Required work: The listing below holds a line with "Question. The photograph above contains instances of the child" and a line with "house. Tag each instance with a single point.". Reproduce those two lines exactly, plus everything between them.
[Data for processing]
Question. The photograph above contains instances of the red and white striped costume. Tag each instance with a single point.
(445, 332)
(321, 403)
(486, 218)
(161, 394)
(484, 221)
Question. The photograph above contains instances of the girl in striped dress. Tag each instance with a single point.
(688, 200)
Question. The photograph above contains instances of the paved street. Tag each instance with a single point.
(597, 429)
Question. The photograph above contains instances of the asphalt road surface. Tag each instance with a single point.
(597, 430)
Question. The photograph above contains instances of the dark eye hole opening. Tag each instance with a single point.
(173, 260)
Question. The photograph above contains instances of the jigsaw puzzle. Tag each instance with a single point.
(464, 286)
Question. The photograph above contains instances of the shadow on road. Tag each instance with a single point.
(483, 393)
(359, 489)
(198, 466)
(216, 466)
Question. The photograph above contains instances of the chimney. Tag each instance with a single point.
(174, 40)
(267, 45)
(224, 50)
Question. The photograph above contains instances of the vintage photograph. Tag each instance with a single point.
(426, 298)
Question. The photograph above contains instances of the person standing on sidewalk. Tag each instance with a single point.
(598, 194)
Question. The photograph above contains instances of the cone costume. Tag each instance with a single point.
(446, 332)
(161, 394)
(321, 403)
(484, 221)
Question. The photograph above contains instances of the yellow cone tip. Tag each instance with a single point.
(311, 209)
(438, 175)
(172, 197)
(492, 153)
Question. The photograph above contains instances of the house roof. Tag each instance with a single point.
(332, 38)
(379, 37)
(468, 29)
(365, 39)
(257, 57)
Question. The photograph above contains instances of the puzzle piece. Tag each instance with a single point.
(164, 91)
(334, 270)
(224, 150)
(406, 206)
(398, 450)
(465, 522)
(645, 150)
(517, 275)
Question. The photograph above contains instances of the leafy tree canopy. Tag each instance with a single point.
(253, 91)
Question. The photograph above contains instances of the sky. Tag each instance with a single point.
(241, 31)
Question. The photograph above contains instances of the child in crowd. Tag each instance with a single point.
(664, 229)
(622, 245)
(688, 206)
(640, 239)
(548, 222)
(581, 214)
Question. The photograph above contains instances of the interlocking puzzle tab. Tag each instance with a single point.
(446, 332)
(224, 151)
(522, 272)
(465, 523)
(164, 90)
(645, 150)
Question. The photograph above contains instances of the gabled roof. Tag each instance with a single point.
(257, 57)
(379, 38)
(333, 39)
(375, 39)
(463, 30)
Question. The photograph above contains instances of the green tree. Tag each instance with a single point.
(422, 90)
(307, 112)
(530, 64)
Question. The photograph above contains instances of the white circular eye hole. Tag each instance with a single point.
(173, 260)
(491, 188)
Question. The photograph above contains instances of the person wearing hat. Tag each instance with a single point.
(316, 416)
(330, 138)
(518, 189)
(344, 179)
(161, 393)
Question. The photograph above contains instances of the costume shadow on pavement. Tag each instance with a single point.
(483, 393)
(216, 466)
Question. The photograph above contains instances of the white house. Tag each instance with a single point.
[/Data for processing]
[Data for processing]
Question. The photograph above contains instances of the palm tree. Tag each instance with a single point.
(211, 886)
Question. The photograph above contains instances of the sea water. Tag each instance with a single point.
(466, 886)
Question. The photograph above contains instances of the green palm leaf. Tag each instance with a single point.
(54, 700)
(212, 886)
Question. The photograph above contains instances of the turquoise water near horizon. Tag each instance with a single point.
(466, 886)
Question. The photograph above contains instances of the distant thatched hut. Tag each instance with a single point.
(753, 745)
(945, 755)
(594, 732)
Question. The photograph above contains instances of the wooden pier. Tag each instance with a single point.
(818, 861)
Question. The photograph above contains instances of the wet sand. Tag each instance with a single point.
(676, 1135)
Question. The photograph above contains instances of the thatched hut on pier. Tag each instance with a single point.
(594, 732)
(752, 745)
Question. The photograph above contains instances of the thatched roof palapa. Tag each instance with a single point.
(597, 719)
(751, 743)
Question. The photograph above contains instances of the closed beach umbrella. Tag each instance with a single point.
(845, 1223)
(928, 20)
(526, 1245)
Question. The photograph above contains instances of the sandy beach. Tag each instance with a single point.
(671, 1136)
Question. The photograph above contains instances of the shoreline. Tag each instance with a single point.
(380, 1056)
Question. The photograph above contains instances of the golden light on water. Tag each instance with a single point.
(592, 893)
[/Data for processing]
[Data for processing]
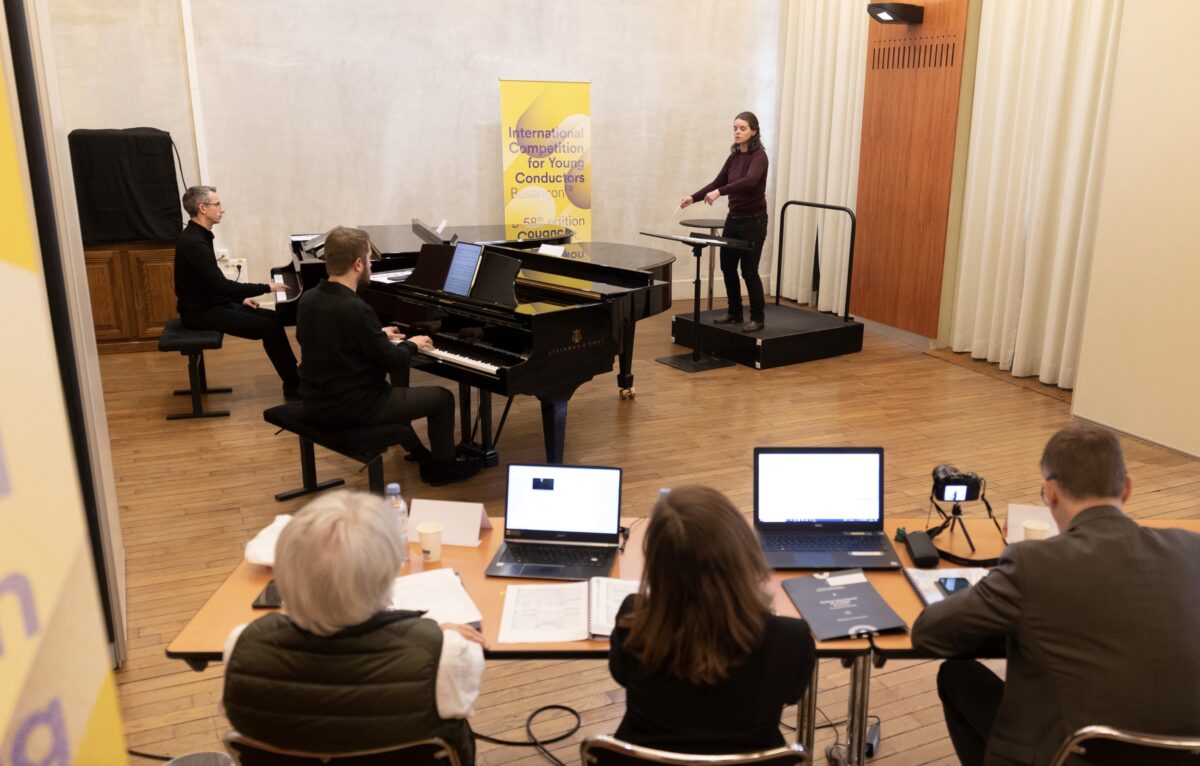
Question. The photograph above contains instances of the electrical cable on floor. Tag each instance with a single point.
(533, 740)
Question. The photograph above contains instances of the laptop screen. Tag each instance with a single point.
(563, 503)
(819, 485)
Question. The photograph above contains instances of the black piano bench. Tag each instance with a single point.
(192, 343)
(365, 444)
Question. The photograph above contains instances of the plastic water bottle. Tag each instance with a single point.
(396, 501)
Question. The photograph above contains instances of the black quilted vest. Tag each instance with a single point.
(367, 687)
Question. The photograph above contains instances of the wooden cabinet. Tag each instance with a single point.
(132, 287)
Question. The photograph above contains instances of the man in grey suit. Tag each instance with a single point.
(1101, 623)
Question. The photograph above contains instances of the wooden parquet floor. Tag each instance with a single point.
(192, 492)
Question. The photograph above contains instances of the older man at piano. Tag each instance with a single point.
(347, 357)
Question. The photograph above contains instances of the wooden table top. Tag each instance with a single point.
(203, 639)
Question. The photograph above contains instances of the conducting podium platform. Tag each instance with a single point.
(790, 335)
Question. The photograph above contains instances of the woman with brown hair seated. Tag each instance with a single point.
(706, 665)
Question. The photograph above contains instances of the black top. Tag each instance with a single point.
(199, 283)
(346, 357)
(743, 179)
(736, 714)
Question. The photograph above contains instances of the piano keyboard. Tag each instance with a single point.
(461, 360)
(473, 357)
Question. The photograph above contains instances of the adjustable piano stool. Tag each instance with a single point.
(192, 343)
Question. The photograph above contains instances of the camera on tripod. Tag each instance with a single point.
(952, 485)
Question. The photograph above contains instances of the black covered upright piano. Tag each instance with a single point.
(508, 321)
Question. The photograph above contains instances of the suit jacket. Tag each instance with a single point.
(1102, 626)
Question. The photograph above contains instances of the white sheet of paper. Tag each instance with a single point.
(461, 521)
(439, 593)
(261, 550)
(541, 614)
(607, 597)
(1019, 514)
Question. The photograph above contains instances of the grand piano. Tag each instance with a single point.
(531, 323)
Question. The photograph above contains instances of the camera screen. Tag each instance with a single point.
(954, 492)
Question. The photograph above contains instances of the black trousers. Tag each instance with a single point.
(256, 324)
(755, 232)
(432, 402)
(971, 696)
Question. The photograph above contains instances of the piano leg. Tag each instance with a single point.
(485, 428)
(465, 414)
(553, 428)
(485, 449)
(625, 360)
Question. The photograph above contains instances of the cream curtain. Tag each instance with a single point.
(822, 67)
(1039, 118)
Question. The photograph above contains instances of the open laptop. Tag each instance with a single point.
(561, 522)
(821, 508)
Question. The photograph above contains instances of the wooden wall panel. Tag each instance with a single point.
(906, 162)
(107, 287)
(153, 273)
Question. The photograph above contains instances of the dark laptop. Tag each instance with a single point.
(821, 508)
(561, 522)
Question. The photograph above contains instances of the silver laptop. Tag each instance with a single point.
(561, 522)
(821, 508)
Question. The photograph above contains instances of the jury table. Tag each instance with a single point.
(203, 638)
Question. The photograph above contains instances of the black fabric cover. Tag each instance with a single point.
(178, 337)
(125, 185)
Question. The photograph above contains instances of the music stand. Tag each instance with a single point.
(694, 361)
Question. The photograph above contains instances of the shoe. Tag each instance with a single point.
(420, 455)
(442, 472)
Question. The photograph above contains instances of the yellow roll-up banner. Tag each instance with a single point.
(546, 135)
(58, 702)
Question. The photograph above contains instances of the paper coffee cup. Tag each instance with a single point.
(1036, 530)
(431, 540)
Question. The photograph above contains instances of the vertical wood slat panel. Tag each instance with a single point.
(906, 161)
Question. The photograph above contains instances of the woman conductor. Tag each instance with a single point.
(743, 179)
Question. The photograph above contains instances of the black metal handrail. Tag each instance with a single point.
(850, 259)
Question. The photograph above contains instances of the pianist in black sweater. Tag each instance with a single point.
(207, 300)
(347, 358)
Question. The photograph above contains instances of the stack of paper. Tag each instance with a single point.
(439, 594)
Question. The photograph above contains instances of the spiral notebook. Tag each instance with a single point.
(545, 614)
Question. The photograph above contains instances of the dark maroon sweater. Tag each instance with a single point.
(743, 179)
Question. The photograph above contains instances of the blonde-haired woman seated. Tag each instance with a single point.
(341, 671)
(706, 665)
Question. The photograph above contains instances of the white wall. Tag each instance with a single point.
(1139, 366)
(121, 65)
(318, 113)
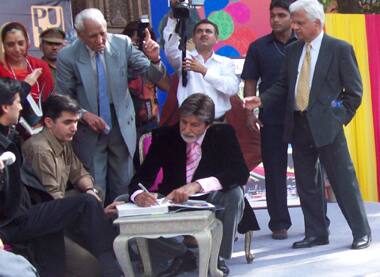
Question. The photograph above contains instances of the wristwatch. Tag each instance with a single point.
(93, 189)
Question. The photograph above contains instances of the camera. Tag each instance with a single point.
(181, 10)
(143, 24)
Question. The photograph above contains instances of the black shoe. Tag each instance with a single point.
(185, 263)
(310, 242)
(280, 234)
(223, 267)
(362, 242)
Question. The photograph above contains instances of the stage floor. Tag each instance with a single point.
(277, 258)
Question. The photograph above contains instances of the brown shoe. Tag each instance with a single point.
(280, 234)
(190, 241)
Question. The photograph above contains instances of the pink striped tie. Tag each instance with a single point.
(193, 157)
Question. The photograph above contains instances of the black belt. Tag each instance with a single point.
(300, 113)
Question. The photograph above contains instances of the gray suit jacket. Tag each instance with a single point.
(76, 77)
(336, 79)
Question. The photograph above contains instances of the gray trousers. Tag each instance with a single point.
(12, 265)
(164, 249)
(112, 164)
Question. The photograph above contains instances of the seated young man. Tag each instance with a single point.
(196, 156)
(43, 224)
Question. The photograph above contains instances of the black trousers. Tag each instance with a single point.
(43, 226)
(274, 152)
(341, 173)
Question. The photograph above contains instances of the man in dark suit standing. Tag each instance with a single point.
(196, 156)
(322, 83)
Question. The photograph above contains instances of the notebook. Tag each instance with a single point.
[/Data for processing]
Result below:
Question. The photograph above contains instances of the child in crowd. Tag each instance with a single point.
(664, 229)
(622, 245)
(688, 206)
(640, 239)
(548, 222)
(581, 214)
Question. The photograph above contains instances of the interlocking puzzle tab. Tag each instance with a single point.
(446, 332)
(224, 151)
(522, 272)
(465, 523)
(164, 90)
(645, 150)
Question. The photograph above contains instances of the gabled roof. Tag each instance with a single point.
(257, 57)
(379, 38)
(333, 39)
(375, 39)
(463, 30)
Question. The photograph above contains instances of the green tree. Tag each instance with a single point.
(422, 90)
(307, 112)
(530, 64)
Question. The photograph above contains instances of the white circular eye hole. Tag each instance with a single point.
(173, 260)
(491, 188)
Question. The photograph above contains instances of the person wearing hat. Tag each instance with a single point.
(316, 416)
(330, 138)
(518, 189)
(344, 179)
(161, 393)
Question. The photograph above contains instances of the costume shadow on pavement. Tag each instance with a single point.
(483, 393)
(216, 466)
Question. The photograph above contains instances of the white house. Tag each instance with a single point.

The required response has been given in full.